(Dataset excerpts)
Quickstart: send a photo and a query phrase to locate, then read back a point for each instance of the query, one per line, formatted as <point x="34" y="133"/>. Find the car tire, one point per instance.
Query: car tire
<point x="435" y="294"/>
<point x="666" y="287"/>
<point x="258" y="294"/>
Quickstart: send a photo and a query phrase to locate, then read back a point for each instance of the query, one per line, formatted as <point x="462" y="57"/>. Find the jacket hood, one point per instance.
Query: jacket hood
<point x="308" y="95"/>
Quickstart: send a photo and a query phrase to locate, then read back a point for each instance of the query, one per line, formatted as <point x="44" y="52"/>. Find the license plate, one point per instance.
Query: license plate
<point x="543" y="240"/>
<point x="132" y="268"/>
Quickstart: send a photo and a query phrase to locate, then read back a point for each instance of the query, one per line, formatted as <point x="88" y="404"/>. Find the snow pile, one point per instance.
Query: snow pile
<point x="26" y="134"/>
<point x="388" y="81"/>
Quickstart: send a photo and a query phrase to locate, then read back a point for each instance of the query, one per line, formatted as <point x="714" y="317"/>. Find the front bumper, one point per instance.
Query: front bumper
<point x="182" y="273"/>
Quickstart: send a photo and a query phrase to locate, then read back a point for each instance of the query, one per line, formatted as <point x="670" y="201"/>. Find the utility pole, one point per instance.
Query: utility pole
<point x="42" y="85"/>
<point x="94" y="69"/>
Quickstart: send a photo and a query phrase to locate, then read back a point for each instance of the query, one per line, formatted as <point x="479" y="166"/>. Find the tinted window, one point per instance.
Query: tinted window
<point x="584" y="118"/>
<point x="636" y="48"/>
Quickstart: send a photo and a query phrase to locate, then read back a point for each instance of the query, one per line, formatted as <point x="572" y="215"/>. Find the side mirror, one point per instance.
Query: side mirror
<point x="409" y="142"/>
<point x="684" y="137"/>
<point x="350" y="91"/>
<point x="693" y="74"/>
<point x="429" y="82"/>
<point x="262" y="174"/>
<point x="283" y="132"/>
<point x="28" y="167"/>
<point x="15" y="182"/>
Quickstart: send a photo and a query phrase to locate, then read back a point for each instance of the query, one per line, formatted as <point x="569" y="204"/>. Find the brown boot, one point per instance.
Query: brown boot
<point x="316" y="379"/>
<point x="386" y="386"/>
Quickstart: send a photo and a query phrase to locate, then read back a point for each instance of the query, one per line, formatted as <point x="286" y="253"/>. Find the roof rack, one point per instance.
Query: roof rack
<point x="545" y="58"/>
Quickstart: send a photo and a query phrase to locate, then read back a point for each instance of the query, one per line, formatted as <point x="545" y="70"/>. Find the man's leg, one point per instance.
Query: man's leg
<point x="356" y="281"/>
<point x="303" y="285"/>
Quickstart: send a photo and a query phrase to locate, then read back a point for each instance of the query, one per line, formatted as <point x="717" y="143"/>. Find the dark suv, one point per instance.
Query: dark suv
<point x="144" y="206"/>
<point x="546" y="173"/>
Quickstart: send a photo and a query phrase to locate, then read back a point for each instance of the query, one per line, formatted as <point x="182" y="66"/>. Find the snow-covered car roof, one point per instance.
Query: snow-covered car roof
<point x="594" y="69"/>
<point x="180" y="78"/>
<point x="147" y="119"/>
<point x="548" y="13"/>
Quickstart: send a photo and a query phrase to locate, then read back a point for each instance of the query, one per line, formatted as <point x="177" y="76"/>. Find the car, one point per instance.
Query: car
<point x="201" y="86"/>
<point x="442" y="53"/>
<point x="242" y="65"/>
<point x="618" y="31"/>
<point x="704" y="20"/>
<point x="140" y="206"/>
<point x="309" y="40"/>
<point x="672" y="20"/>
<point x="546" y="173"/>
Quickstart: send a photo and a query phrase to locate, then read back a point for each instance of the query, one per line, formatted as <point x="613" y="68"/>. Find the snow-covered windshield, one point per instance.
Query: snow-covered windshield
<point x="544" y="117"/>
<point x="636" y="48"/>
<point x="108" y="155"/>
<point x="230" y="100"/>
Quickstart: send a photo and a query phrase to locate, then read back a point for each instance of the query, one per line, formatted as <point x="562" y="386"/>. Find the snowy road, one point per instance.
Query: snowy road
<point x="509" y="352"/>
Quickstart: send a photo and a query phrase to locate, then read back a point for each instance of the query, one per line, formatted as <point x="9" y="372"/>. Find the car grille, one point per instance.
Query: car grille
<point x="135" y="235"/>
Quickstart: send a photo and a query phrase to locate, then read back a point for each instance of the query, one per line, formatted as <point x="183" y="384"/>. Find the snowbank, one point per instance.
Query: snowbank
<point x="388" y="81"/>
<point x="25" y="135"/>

▸ Description of the task
Every line above from the line with "suv, one point per instance." to the line with "windshield, one point per instance." is wanted, ends included; write them out exactly and add no other line.

▸ Expected answer
Quickstart: send a photo and a query phrase to locate, then read back a point for each instance of the query, one per line, formatted as <point x="717" y="143"/>. Find the dark suv, one point per instance.
Query: dark suv
<point x="144" y="206"/>
<point x="546" y="173"/>
Quickstart: send a photo and a query phrase to locate, then read back a point for each instance of the query, one per line, formatted as <point x="182" y="66"/>. Find the snow-covered car roof, one point per instance.
Query: snow-covered car roof
<point x="594" y="69"/>
<point x="180" y="78"/>
<point x="147" y="119"/>
<point x="548" y="13"/>
Quickstart: send a photo and a query phrase to locate, then read back a point for each instance of the query, one per line, formatted as <point x="177" y="76"/>. Find the car, one point per instance.
Query: car
<point x="201" y="86"/>
<point x="442" y="53"/>
<point x="242" y="65"/>
<point x="618" y="31"/>
<point x="704" y="20"/>
<point x="140" y="206"/>
<point x="309" y="40"/>
<point x="672" y="20"/>
<point x="546" y="173"/>
Quickstart: send a photo and a query phrase to locate, then read back a point for each instance of the query, one per line, formatted as <point x="613" y="68"/>. Find the snow-covered windshield, one point per instance.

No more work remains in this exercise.